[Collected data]
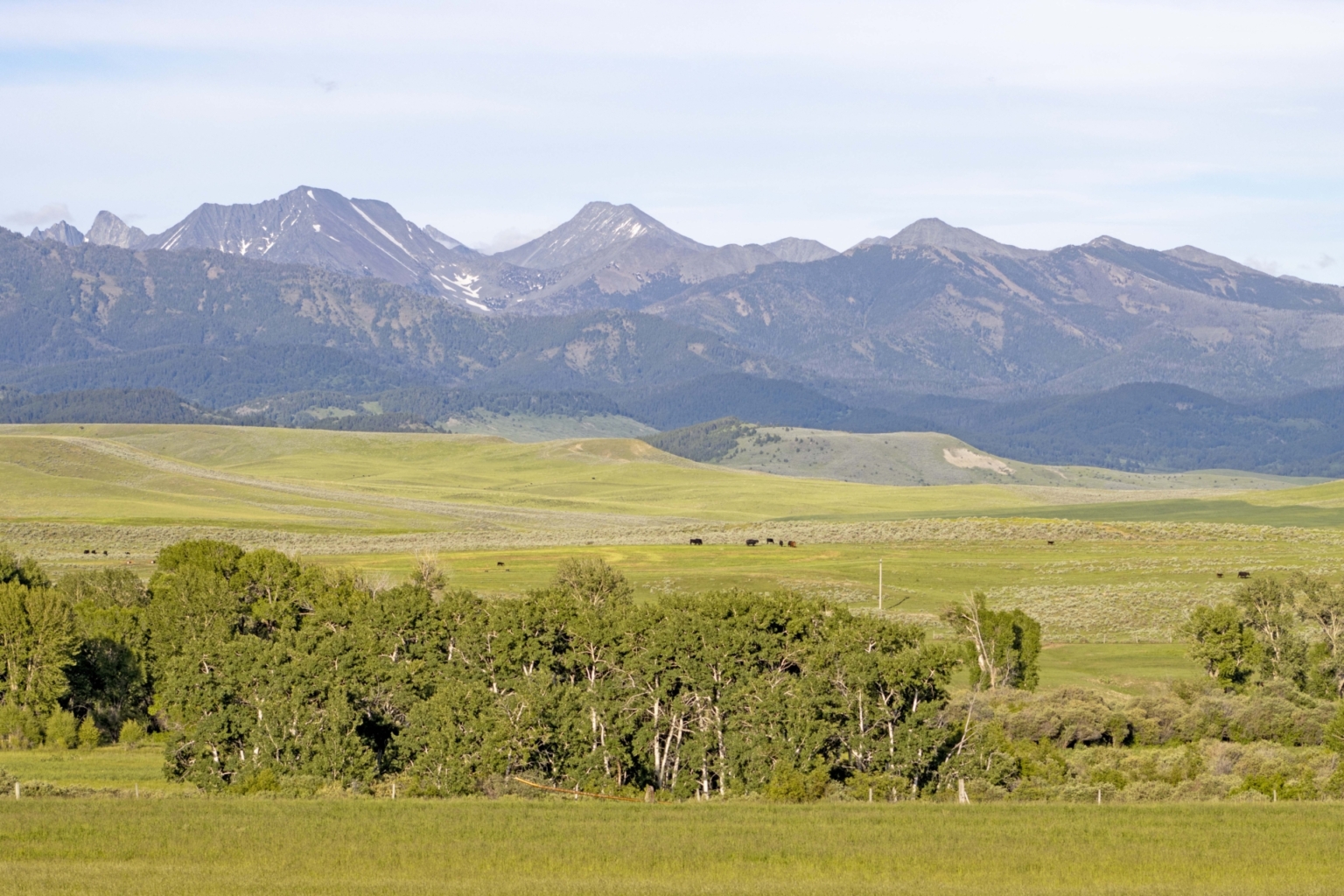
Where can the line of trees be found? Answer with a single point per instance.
(1274, 630)
(258, 672)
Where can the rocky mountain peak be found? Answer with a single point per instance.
(598, 228)
(109, 230)
(60, 233)
(933, 231)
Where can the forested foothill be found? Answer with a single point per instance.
(256, 672)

**Assignment**
Please print each entry exactly as it stands, without the pictures.

**Response below**
Where can the line of trees be found? Answer with a single point per instance.
(1274, 630)
(258, 672)
Where can the rocky mountain peak be found? Answer with a single point per instance.
(598, 228)
(109, 230)
(60, 233)
(933, 231)
Where can the forested foothill be found? Answer with a single point per instance.
(256, 672)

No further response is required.